> **Source**:
Saturday, December 11, 2010

What's My Temperature?

I was watching "How it's Made" last night, and the topic was thermometers. It's a complicated process of welding glass tubes. The crux of the issue is in calibrating the thermometers.
They pull the air out of the tubing with a vacuum, and fluid is left inside. The thermometers travel down a conveyor of chilled alcohol. A heat gun drives the liquid up tubing. They then plunge the thermometers into a bath of ice-water to calibrate the freezing point. A notch is made in the glass where the liquid is.
They are next set into a bath of liquid set at 200 degrees Fahrenheit. Another scratch is made in the glass at that point, and the two marks are aligned on a grid and set to a calibration scale.
My question: How did they make the first thermometer? If they had to place it in a bath of water at 200 degrees Fahrenheit to calibrate it, how did they know what 200 degrees Fahrenheit was without a thermometer?
This whole temperature thing sounds like a big scam.
How cold is it, really?

Friday, December 10, 2010

The further adventures of me at the supermarket.

Ascend with us now, to the neighborhood supermarket, where our hero (me, in a relative sense) ventures into the great void of his neighborhood supermarket in search of sustenance and a little blog material. It usually works for both.
Tonight's episode is entitled: "Express -- or Not."
With a scant few items in his hand-held cart, our hero wanders into the so-called "Express Lane" at the supermarket, proceeds to lay his (less than 15) items on the conveyor, only to be delayed by another shopper. His arch rival, Coupon Bitch has an issue with some chicken stock she purchased almost a week ago.
A discussion with the cashier (who we will call Express Queen) hears her contention of how the chicken stock she purchased last week should have come with a cents-off coupon, but she was instead charged the regular price. The cashier sent her to the nearby Courtesy Desk, where Express Queen's super-friends (now known as the Coupon League) have come to the aid of Coupon Bitch, and awarded her the 80 cents of which she was deprived at her earlier chicken stock purchase. All is right in the Bizarro World.
Meanwhile, me and the guy behind me (super-hero name Orange Face) are waiting. I exclaim, "I guess it's really not an 'express lane,'" to which Express Queen says, "It's fifteen items, regardless."
I reply, "But it says 'express,' and she's over there arguing over 80 cents."
Express Queen was not amused by my analysis of the situation and turned against me. When I noticed that Orange Face had only a 2 liter bottle of Sprite in front of him, I placed it in my section of the conveyor and proclaimed, "It's on me. My good deed for the day." Some superheroes place a standard of "good deed for the day" as one of their duties.
Orange Face thanked me, and Express Queen noted that the Sprite bottle had a coupon tagged onto it.
"Should I use this coupon, or would that take too much time?" she sarcastically asked.
"Hey, I bought the guy some soda," I said, and Express Queen handed it to Orange Face, and temporarily, all was right in my world.

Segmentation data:
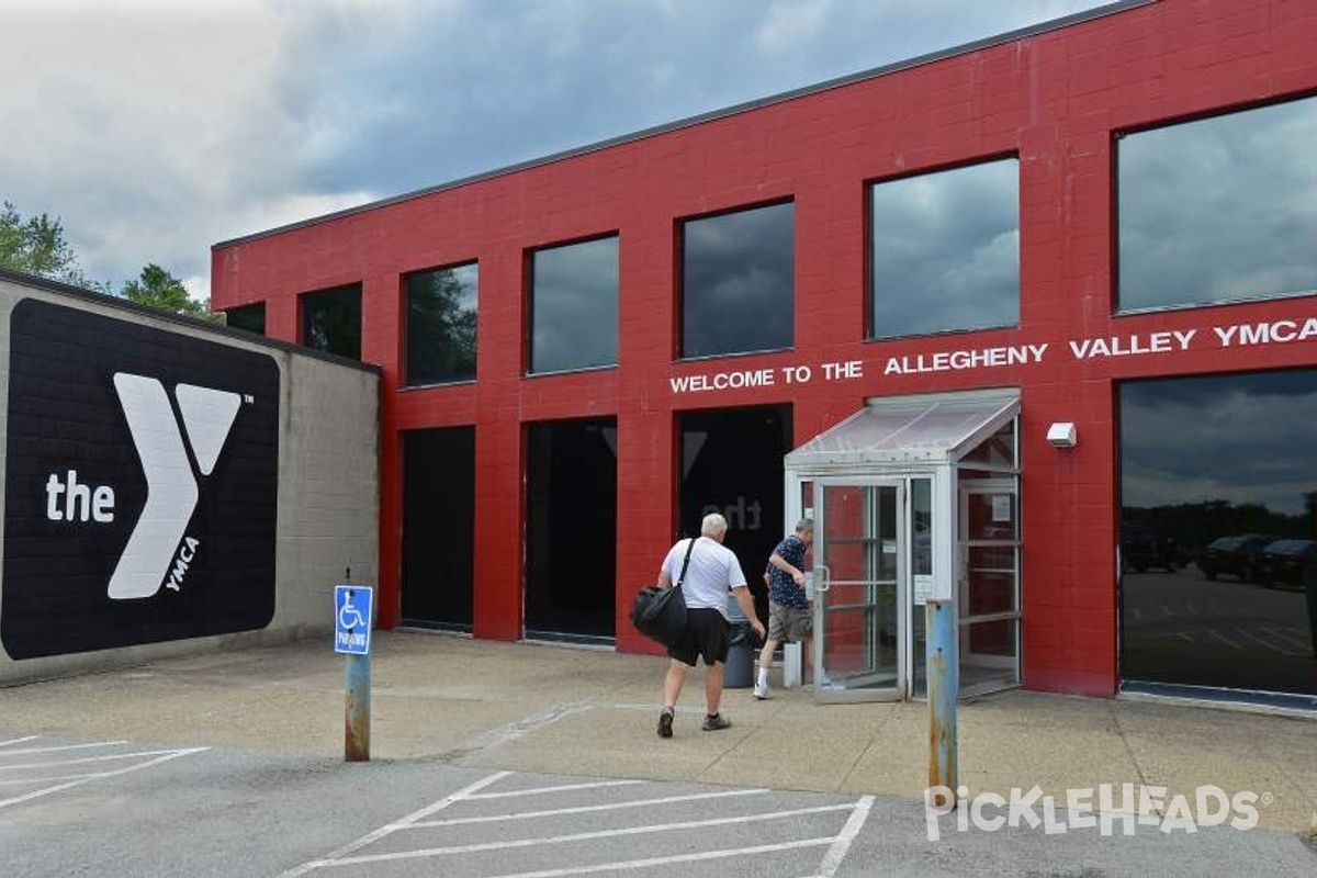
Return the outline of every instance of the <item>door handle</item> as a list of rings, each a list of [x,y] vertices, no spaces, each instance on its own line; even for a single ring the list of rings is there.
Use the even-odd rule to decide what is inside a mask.
[[[827,591],[832,584],[832,570],[827,565],[814,567],[814,591]]]

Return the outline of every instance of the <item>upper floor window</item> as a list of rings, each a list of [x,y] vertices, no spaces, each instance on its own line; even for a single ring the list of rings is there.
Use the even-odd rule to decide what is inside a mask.
[[[361,359],[361,284],[302,296],[302,344]]]
[[[404,383],[415,387],[475,380],[479,266],[471,262],[416,271],[407,275],[403,284],[407,296]]]
[[[1317,97],[1115,149],[1119,309],[1317,291]]]
[[[224,312],[224,324],[234,329],[246,329],[258,336],[265,334],[265,303],[257,301],[250,305],[228,308]]]
[[[618,362],[618,236],[535,250],[529,257],[527,371]]]
[[[790,201],[682,224],[681,357],[790,348],[794,246]]]
[[[869,338],[1019,323],[1019,162],[869,187]]]

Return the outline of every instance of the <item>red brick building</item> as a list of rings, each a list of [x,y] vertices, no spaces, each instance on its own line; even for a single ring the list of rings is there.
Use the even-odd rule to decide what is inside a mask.
[[[1115,3],[219,244],[212,307],[383,367],[385,627],[648,650],[703,512],[752,582],[811,513],[842,688],[942,592],[969,683],[1310,706],[1314,45]]]

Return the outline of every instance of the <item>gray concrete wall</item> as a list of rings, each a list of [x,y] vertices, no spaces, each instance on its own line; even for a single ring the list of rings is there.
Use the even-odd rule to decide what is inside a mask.
[[[82,333],[80,344],[63,344],[65,320],[71,336]],[[238,392],[233,375],[224,374],[233,357],[271,392]],[[333,586],[377,584],[378,370],[5,272],[0,370],[0,686],[306,636],[324,637],[332,649]],[[142,452],[151,432],[133,425],[126,391],[117,384],[125,373],[148,390],[159,388],[158,405],[148,405],[148,413],[162,419],[157,426],[166,425],[157,432],[182,437],[174,448],[194,453],[192,475],[179,478],[200,486],[200,499],[191,507],[195,515],[175,516],[179,532],[187,528],[183,541],[169,542],[167,528],[159,540],[179,546],[165,549],[169,567],[153,566],[150,557],[161,561],[159,552],[142,554],[146,591],[159,586],[161,571],[174,571],[163,587],[115,600],[107,595],[108,571],[119,577],[133,555],[133,525],[141,529],[149,517],[144,500],[153,484],[149,453]],[[237,407],[233,425],[220,430],[227,445],[213,473],[202,463],[204,417],[192,413],[188,420],[178,390],[183,384]],[[267,399],[275,386],[277,409]],[[258,416],[266,419],[257,426],[267,438],[249,454],[234,437]],[[132,440],[126,445],[125,437]],[[275,466],[277,487],[250,475]],[[107,471],[119,477],[107,478]],[[47,479],[74,486],[51,490]],[[249,495],[253,480],[262,486]],[[252,503],[250,515],[242,503]],[[88,511],[103,512],[104,521],[79,519]],[[190,548],[194,536],[199,538]],[[250,567],[242,566],[245,558],[233,559],[244,546],[257,546]],[[238,604],[242,612],[234,616]]]

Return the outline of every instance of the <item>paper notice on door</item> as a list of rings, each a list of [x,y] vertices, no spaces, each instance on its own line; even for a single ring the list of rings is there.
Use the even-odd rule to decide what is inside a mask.
[[[917,607],[922,607],[928,603],[928,598],[932,598],[932,577],[919,575],[914,577],[914,603]]]

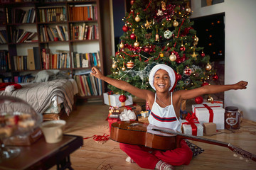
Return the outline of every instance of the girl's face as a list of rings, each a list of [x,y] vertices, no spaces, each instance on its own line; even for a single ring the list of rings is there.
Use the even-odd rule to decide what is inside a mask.
[[[169,91],[171,86],[170,76],[164,69],[159,69],[154,76],[154,86],[156,91],[164,92]]]

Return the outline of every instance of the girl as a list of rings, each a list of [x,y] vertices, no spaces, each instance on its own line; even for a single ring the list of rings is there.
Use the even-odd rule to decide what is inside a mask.
[[[204,86],[192,90],[172,92],[176,84],[176,73],[169,66],[157,64],[150,72],[149,84],[156,93],[140,89],[126,81],[105,76],[96,67],[91,74],[95,77],[120,89],[144,99],[149,103],[151,113],[150,124],[181,132],[180,107],[181,101],[193,98],[203,94],[215,94],[231,89],[245,89],[247,82],[241,81],[231,85]],[[139,145],[120,143],[120,149],[129,157],[126,161],[137,163],[140,167],[150,169],[174,169],[173,166],[188,164],[193,153],[186,142],[181,140],[181,147],[172,150],[161,151]]]

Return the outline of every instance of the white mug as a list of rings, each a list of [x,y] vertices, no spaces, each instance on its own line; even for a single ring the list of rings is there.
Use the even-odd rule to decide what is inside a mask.
[[[41,126],[47,143],[57,143],[62,140],[66,122],[63,120],[43,122]]]

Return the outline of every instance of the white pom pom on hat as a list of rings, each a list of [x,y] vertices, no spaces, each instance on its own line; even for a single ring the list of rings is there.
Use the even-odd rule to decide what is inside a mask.
[[[169,88],[169,91],[173,91],[175,88],[176,84],[177,84],[177,81],[176,81],[177,74],[174,72],[174,70],[172,68],[171,68],[169,66],[166,65],[166,64],[159,64],[155,65],[152,68],[152,69],[150,72],[149,76],[149,81],[150,86],[154,90],[156,90],[156,88],[154,86],[154,74],[156,74],[156,72],[159,69],[164,69],[168,72],[168,74],[170,76],[170,81],[171,81],[171,86]]]

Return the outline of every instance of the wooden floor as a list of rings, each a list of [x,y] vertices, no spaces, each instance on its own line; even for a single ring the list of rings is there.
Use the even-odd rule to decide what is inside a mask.
[[[65,133],[84,137],[109,134],[109,106],[101,103],[78,102],[77,108],[69,117],[63,115],[67,121]],[[256,123],[243,120],[239,130],[232,132],[222,130],[208,138],[229,142],[256,154]],[[233,152],[226,147],[193,142],[205,152],[193,158],[189,165],[176,166],[176,169],[256,169],[256,162],[246,162],[234,157]],[[145,169],[136,164],[125,162],[127,155],[119,149],[119,143],[108,140],[98,144],[92,138],[84,140],[84,145],[70,155],[74,169]],[[53,167],[51,169],[55,169]]]

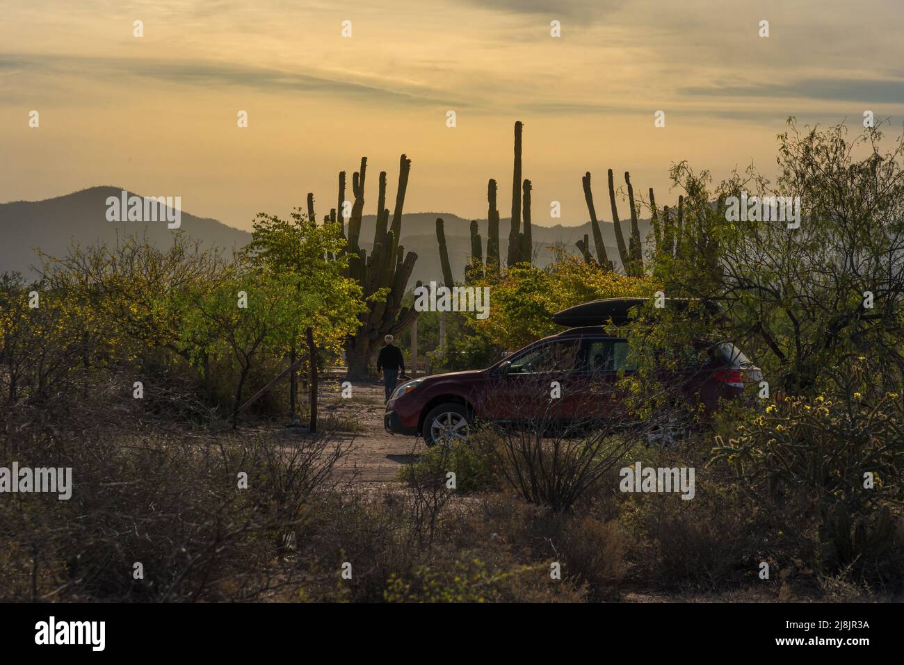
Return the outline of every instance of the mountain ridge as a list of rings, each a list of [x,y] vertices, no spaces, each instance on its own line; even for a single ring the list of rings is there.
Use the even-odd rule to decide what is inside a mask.
[[[0,203],[0,230],[5,242],[0,244],[0,271],[18,271],[29,277],[37,276],[33,267],[40,263],[33,248],[39,248],[52,257],[65,256],[72,240],[85,247],[97,242],[115,242],[118,235],[145,233],[148,239],[161,248],[172,245],[172,234],[175,229],[166,228],[165,222],[111,222],[106,219],[106,201],[109,196],[119,197],[125,191],[129,195],[141,196],[131,190],[112,185],[88,187],[68,194],[61,194],[39,201],[12,201]],[[200,217],[185,211],[181,212],[180,229],[201,241],[205,248],[219,247],[227,252],[244,247],[251,239],[249,231],[225,224],[208,217]],[[410,284],[417,280],[428,282],[441,281],[438,248],[436,238],[436,220],[443,219],[446,243],[457,279],[464,276],[465,265],[471,255],[470,219],[449,212],[410,212],[402,215],[402,234],[400,244],[406,250],[418,254]],[[478,229],[484,247],[486,243],[487,220],[477,219]],[[360,244],[370,251],[376,224],[376,215],[362,218]],[[641,236],[645,238],[650,229],[646,220],[639,221]],[[510,218],[502,218],[499,222],[502,256],[505,256],[508,247]],[[622,221],[623,229],[627,231],[629,222]],[[601,221],[603,241],[609,258],[615,258],[615,230],[612,222]],[[578,254],[574,243],[584,234],[591,237],[590,222],[579,226],[532,225],[536,263],[547,265],[553,256],[548,248],[563,245],[570,253]]]

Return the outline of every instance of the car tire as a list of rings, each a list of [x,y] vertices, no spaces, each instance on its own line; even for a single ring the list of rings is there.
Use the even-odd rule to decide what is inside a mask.
[[[467,441],[472,417],[462,404],[445,402],[431,408],[424,418],[421,435],[429,446],[448,445],[454,441]]]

> **Task requirements**:
1) List each nickname the writer of the blog posts gives to another person or group at the supermarket.
2) Based on the blog posts, are these statements true? (a) The thermometers are dipped in ice-water to mark the freezing point. (b) The Courtesy Desk refused to give the shopper any money for the chicken stock. (c) The cashier said the limit in the lane was fifteen items. For each, answer yes or no and quote the words that decide it.
3) Repeat the passage of the blog posts from "They are next" to "without a thermometer?", word for word.
Rely only on the blog posts for every answer.

> **List of solutions**:
1) Coupon Bitch, Express Queen, the Coupon League, Orange Face

2)
(a) Yes: "They then plunge the thermometers into a bath of ice-water to calibrate the freezing point."
(b) No: "awarded her the 80 cents of which she was deprived at her earlier chicken stock purchase"
(c) Yes: "It's fifteen items, regardless."

3)
They are next set into a bath of liquid set at 200 degrees Fahrenheit. Another scratch is made in the glass at that point, and the two marks are aligned on a grid and set to a calibration scale.
My question: How did they make the first thermometer? If they had to place it in a bath of water at 200 degrees Fahrenheit to calibrate it, how did they know what 200 degrees Fahrenheit was without a thermometer?